Data to examine:
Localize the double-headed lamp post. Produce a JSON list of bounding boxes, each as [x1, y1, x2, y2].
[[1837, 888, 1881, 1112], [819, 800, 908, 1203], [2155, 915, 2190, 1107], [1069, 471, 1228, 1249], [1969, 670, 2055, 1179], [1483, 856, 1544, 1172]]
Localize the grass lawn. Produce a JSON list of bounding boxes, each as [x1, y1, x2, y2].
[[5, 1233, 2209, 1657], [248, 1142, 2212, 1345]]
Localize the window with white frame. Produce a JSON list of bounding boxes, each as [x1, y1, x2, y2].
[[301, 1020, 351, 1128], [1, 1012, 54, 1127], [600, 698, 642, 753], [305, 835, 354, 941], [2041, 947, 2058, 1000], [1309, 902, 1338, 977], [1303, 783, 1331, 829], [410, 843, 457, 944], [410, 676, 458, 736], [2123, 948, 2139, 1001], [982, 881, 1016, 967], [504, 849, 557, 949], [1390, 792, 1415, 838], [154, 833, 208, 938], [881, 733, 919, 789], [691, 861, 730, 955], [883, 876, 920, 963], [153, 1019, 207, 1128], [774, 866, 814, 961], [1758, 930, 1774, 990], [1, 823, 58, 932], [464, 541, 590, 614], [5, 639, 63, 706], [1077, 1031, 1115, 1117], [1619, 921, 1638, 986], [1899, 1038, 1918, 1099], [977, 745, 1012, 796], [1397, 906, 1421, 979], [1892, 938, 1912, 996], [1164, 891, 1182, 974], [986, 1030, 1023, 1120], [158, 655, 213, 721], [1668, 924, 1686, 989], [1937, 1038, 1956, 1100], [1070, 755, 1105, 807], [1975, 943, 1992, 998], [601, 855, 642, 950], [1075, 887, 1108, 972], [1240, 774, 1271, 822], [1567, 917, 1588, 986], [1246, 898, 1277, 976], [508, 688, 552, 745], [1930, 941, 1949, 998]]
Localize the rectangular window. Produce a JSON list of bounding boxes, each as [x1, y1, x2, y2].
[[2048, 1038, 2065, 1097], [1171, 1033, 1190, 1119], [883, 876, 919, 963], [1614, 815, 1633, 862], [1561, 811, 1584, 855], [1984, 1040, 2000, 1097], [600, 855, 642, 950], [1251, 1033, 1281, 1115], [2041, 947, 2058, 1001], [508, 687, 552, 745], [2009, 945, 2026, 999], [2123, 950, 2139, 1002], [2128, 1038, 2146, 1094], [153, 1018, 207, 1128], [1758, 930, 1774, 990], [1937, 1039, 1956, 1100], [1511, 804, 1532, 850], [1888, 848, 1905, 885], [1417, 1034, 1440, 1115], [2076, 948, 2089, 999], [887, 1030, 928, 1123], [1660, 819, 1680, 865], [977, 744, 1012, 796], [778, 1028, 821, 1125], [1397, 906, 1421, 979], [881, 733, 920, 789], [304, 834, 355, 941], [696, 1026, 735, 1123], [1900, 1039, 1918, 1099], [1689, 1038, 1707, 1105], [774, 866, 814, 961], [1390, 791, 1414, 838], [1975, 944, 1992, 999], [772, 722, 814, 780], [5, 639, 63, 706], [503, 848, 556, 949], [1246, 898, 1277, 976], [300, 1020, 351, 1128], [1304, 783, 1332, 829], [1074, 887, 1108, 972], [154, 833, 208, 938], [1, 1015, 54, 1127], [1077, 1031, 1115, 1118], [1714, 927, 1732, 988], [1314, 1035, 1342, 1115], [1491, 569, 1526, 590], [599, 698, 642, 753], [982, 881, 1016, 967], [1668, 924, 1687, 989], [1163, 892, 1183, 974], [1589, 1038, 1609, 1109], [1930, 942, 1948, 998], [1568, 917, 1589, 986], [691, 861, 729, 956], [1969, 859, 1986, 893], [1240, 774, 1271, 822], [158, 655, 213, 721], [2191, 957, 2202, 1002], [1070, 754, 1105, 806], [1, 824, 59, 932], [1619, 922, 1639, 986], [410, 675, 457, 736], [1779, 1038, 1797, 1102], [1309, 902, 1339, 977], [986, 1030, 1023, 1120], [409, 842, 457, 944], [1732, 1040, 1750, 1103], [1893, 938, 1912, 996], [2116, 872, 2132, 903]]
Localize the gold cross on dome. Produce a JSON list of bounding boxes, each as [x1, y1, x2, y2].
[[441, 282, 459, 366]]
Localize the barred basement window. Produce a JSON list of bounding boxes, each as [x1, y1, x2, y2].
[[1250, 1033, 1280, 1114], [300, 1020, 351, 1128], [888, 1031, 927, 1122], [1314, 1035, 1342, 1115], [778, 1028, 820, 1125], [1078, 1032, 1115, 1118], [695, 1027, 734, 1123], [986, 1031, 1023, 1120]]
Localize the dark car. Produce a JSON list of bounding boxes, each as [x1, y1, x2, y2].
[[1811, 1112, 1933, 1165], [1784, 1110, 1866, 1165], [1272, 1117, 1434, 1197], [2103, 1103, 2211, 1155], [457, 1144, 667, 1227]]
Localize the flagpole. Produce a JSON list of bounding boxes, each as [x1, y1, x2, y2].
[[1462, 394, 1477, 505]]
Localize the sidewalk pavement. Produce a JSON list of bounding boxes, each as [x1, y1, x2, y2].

Exercise aim: Write out the full listing exactly as given.

Final answer:
Localize the double-headed lamp post. Produce a JSON list of bounding boxes, each as [x1, y1, x2, y2].
[[1837, 888, 1881, 1112], [819, 800, 908, 1203], [2155, 915, 2190, 1107], [1069, 471, 1228, 1249], [1969, 670, 2055, 1179], [1483, 856, 1544, 1172]]
Localize the grass lawn. Produce a JSON list of bounding boxes, each as [x1, y1, x2, y2].
[[5, 1233, 2209, 1657], [248, 1142, 2212, 1345]]
Localize the window with white frame. Produce a JSON list of bounding boxes, each as [x1, y1, x2, y2].
[[301, 1020, 351, 1128], [1, 1012, 54, 1127], [600, 698, 642, 753], [305, 835, 354, 941], [2041, 947, 2058, 1000], [1309, 902, 1338, 977], [1303, 783, 1331, 829], [410, 843, 457, 944], [410, 676, 458, 736], [2123, 948, 2139, 1001], [982, 881, 1016, 967], [504, 849, 557, 949], [1390, 792, 1415, 838], [154, 833, 208, 938], [881, 733, 919, 789], [691, 861, 730, 955], [883, 876, 920, 963], [153, 1019, 207, 1128], [774, 866, 814, 961], [1758, 930, 1774, 990], [1, 823, 58, 932], [464, 541, 590, 614], [5, 639, 63, 706], [1077, 1031, 1115, 1117], [1619, 921, 1638, 986], [1899, 1038, 1918, 1099], [977, 745, 1012, 796], [1397, 906, 1421, 979], [1892, 938, 1912, 996], [1164, 891, 1182, 974], [986, 1030, 1023, 1120], [158, 655, 213, 721], [1668, 924, 1686, 989], [1937, 1038, 1956, 1100], [1070, 755, 1105, 807], [1975, 943, 1992, 998], [601, 855, 642, 950], [1075, 887, 1108, 972], [1240, 774, 1271, 822], [1567, 917, 1588, 986], [1246, 898, 1277, 976], [508, 688, 552, 745], [1930, 941, 1949, 998]]
Localize the rectangular window. Produce a JSON list of bounding boxes, each as [x1, y1, x2, y2].
[[2048, 1038, 2065, 1097], [1171, 1033, 1190, 1119], [883, 876, 919, 963], [1614, 815, 1633, 862], [1561, 811, 1584, 855], [1984, 1040, 2000, 1097], [600, 855, 642, 950], [1251, 1033, 1281, 1115], [2041, 947, 2058, 1001], [508, 687, 552, 745], [2009, 945, 2026, 999], [2123, 950, 2139, 1002], [2128, 1038, 2146, 1094], [153, 1018, 207, 1128], [1758, 930, 1774, 990], [1937, 1039, 1956, 1100], [1511, 804, 1532, 850], [1888, 848, 1905, 885], [1417, 1034, 1440, 1115], [2076, 948, 2089, 999], [887, 1030, 928, 1123], [1660, 819, 1680, 865], [977, 744, 1012, 796], [778, 1028, 821, 1125], [1397, 906, 1421, 979], [881, 733, 920, 789], [304, 834, 355, 941], [696, 1026, 735, 1123], [1900, 1039, 1918, 1099], [1689, 1038, 1707, 1105], [774, 866, 814, 961], [1390, 791, 1414, 838], [1975, 944, 1992, 999], [772, 722, 814, 780], [5, 639, 63, 706], [503, 848, 556, 949], [1246, 898, 1277, 976], [300, 1020, 351, 1128], [1304, 783, 1332, 829], [1074, 887, 1108, 972], [154, 833, 208, 938], [1, 1015, 54, 1127], [1077, 1031, 1115, 1118], [1714, 927, 1732, 988], [1314, 1035, 1342, 1115], [1491, 569, 1526, 590], [599, 698, 642, 753], [982, 881, 1016, 967], [1668, 924, 1687, 989], [1163, 892, 1183, 974], [1589, 1038, 1609, 1109], [1930, 942, 1948, 998], [1568, 917, 1589, 986], [691, 861, 729, 956], [1969, 859, 1986, 893], [1240, 774, 1271, 822], [158, 655, 213, 721], [2191, 957, 2202, 1002], [1070, 754, 1105, 806], [1, 824, 59, 932], [1619, 922, 1639, 986], [410, 675, 457, 736], [1779, 1038, 1797, 1102], [1309, 902, 1339, 977], [986, 1030, 1023, 1120], [409, 842, 457, 944], [1732, 1040, 1750, 1103], [1893, 938, 1912, 996], [2116, 872, 2132, 903]]
Localize the gold cross on dome. Produce a JSON list of bounding boxes, each as [x1, y1, x2, y2].
[[441, 282, 459, 366]]
Localize the barred basement window. Produce a JSON list of bounding boxes, each as [x1, y1, x2, y2].
[[1250, 1033, 1280, 1114], [300, 1020, 351, 1128], [888, 1031, 927, 1122], [1314, 1035, 1342, 1115], [778, 1028, 820, 1125], [1078, 1032, 1115, 1118], [695, 1027, 734, 1123], [986, 1031, 1023, 1120]]
Localize the dark car. Produce a JSON list of bounding boxes, each as [x1, y1, x2, y2].
[[1811, 1112, 1933, 1165], [1784, 1110, 1866, 1165], [1272, 1117, 1434, 1197], [2103, 1103, 2211, 1155], [457, 1144, 667, 1227]]
Localize the flagpole. Produce a JSON list of bounding boxes, each as [x1, y1, x2, y2].
[[1462, 394, 1477, 505]]
Localize the sidewalk pavement. Produce a JSON list of bounding boxes, each as [x1, y1, x2, y2].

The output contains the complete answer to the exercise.